──────── Available data

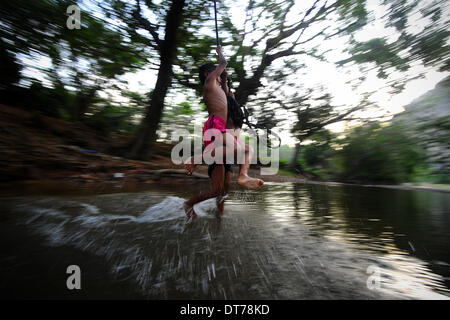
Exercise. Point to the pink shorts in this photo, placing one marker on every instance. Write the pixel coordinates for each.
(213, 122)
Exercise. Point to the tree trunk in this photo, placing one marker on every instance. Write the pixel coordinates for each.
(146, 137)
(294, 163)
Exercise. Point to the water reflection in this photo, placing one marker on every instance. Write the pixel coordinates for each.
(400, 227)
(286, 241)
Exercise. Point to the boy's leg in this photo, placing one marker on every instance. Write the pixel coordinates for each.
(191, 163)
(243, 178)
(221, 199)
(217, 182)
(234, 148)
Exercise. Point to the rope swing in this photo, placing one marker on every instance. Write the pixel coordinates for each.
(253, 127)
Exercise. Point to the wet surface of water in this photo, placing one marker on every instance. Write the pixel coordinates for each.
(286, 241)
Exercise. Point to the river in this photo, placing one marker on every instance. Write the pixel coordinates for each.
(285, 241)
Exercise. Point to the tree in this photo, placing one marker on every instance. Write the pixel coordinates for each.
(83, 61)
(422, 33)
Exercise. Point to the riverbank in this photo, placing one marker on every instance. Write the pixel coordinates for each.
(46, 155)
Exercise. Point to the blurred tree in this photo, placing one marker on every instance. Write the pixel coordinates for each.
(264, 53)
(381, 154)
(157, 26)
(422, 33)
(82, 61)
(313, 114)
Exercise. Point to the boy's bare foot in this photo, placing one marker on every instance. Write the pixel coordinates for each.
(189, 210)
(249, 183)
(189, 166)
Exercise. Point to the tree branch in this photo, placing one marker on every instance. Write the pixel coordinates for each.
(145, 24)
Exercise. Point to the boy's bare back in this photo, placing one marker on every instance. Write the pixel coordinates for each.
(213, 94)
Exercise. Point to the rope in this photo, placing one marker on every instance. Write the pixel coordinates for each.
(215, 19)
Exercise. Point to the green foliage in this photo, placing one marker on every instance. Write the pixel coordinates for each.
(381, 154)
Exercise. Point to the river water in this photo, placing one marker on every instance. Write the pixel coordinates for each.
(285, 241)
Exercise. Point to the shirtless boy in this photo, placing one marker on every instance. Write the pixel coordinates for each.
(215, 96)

────────────────

• Activity:
Set each line of the records down exactly, leaving every picture out.

• Response area:
Exercise. Point to the pink shorts in this photo, placing one marker on every instance. Write the pixel coordinates for each.
(213, 122)
Exercise. Point to the tree trunk in this photo, placing one marker on every instance. Write the pixel coordinates for each.
(146, 137)
(294, 163)
Exercise. Point to the water reflection in this photo, placing one marker on every instance. Write the pixel coordinates for each.
(400, 227)
(286, 241)
Exercise. Point to the boy's leg in this photo, placing one marker on every instance. Write the pixel coordinates for each.
(191, 163)
(243, 178)
(221, 199)
(217, 182)
(234, 148)
Exercise. Point to the rope swing in this photo, placing one marker on every instance. Write the pixel coordinates for each.
(253, 127)
Exercise. Point to the wet surface of water in this photo, placing one marker on every instance. Write the pixel coordinates for each.
(286, 241)
Exercise. Point to the river in this photo, placing one marker on every instance. Write the pixel coordinates for each.
(285, 241)
Exercise. Point to the tree in this photo, placing one marker on every instance. Write the pixel coordinates for each.
(83, 61)
(422, 33)
Exercise. Point to the riverbank in this photo, placing one marker on every instance. Write the pixel coordinates for each.
(46, 155)
Exercise. Point to the blurred tree in this photo, placing one marker on every instance. Write the pixel coordinates for each.
(264, 53)
(381, 154)
(157, 26)
(422, 33)
(82, 61)
(313, 114)
Exercise. Point to the boy's bare foot in this photo, placing one marker on every instance. Write the pixel coordinates for each.
(189, 210)
(249, 183)
(189, 166)
Exercise. Point to the tree branch in this photo, placing one marker on every instance. Write the pixel coordinates for each.
(145, 24)
Exercise. Point to the boy's bare back in this photo, placing one marker on every instance. Write the pixel coordinates for each.
(213, 94)
Exercise. Point to the rope in this photo, placing one marker on every instance. Write the pixel coordinates for each.
(215, 19)
Exercise. Point to the green foliage in this photo, placing one marker on every instance. Write the pixel coordinates for each.
(381, 154)
Exercise. Point to the river water in this photo, placing one marker on every instance. Write the pixel coordinates for each.
(285, 241)
Exercise. Point to the shirtless boy in this photo, placing one marker on every instance. Write the pixel coordinates for each.
(215, 96)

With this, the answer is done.